>> START DOCUMENT PASSAGE
- Directed by: S. N. Tripathi
- Produced by: Sur Singar Chitra
- Starring: Bharat Bhushan; Anita Guha; David; Sapru; Mukri;
- Music by: S. N. Tripathi
- Production company: Sur Singar Chitra
- Release date: 1962;
- Running time: 170 min
- Country: India
- Language: Hindi

= Sangeet Samrat Tansen =

Sangeet Samrat Tansen (King of Music- Tansen) is a 1962 Hindi biopic historical drama film directed by S. N. Tripathi. Produced by Sur Singar Chitra it had lyrics by Shailendra and Swami Haridas with music by S. N. Tripathi. One of the popular songs from this film was "Jhoomti Chali Hawaa" in Raga Sohni, sung by Mukesh for Bharat Bhushan. The film starred Bharat Bhushan, Anita Guha, Sabita Chatterjee, David, Sapru and Mukri.
>> END DOCUMENT PASSAGE
>> START DATA LISTING
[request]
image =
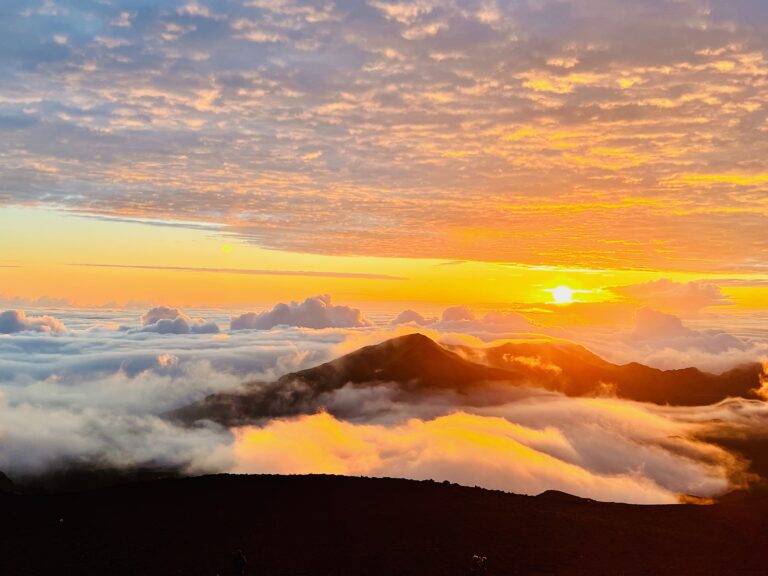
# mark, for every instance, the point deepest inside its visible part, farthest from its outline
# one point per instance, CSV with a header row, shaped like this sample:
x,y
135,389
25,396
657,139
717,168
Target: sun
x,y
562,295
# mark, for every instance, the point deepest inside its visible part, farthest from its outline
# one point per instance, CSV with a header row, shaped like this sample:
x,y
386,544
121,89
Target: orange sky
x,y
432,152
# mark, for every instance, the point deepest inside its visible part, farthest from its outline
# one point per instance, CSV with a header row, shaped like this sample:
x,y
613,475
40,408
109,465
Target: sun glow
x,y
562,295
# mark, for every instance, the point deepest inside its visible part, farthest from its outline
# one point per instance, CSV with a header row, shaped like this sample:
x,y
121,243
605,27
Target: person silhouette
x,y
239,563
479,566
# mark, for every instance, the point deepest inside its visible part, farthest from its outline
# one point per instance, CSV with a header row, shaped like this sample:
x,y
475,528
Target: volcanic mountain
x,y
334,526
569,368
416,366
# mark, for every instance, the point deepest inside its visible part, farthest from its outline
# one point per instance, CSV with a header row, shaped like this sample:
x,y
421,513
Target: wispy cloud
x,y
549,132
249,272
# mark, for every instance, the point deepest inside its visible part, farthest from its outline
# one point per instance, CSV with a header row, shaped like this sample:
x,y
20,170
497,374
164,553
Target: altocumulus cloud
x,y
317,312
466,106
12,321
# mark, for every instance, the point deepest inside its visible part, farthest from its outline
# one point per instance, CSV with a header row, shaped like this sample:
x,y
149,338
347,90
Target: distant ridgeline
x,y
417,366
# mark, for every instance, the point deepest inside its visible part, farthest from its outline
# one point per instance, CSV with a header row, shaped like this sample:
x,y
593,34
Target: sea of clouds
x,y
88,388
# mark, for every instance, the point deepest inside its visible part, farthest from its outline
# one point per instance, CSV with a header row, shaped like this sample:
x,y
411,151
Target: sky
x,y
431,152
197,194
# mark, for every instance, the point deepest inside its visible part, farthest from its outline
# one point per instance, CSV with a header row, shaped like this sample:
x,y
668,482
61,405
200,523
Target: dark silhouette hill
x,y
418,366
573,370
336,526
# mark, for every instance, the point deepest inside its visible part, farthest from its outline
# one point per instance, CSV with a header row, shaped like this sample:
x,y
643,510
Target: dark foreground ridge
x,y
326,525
>> END DATA LISTING
• **DIRECTION**
From the Sangeet Samrat Tansen film text, extract the passage between "- Directed by: S." and "Sapru and Mukri.", inclusive.

• **FINAL RESULT**
- Directed by: S. N. Tripathi
- Produced by: Sur Singar Chitra
- Starring: Bharat Bhushan; Anita Guha; David; Sapru; Mukri;
- Music by: S. N. Tripathi
- Production company: Sur Singar Chitra
- Release date: 1962;
- Running time: 170 min
- Country: India
- Language: Hindi

= Sangeet Samrat Tansen =

Sangeet Samrat Tansen (King of Music- Tansen) is a 1962 Hindi biopic historical drama film directed by S. N. Tripathi. Produced by Sur Singar Chitra it had lyrics by Shailendra and Swami Haridas with music by S. N. Tripathi. One of the popular songs from this film was "Jhoomti Chali Hawaa" in Raga Sohni, sung by Mukesh for Bharat Bhushan. The film starred Bharat Bhushan, Anita Guha, Sabita Chatterjee, David, Sapru and Mukri.